» **YOUR TASK**
Copy the records below unchanged except for one edit: wherever "feathered wing" appears, put "curved beak" in its place.

» **DATA SHOWN**

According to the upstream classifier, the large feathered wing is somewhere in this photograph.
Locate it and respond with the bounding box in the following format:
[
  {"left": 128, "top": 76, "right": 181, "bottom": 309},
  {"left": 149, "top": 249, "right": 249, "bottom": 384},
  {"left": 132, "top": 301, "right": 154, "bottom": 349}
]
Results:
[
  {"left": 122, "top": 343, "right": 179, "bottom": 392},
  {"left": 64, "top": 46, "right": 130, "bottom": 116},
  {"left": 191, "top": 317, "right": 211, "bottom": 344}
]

» **SOLUTION FOR THIS PROBLEM**
According to the upstream classifier, the large curved beak is somewhere in this photograph.
Locate it and respond with the bounding box in the following format:
[
  {"left": 128, "top": 76, "right": 181, "bottom": 309},
  {"left": 149, "top": 249, "right": 249, "bottom": 384},
  {"left": 132, "top": 301, "right": 154, "bottom": 349}
]
Results:
[
  {"left": 122, "top": 343, "right": 179, "bottom": 392},
  {"left": 64, "top": 46, "right": 130, "bottom": 116},
  {"left": 191, "top": 317, "right": 211, "bottom": 344}
]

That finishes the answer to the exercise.